-------- Data provided --------

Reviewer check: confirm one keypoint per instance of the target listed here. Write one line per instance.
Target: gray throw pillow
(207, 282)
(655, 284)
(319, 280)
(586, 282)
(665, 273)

--------

Repeat the listing with "throw pillow" replaced by "cushion" throughout, leaving every other part as it is.

Reviewer check: confirm one keypoint per instance of the target listed here. Write one line per instance.
Target: gray cushion
(207, 282)
(655, 284)
(319, 280)
(586, 282)
(665, 273)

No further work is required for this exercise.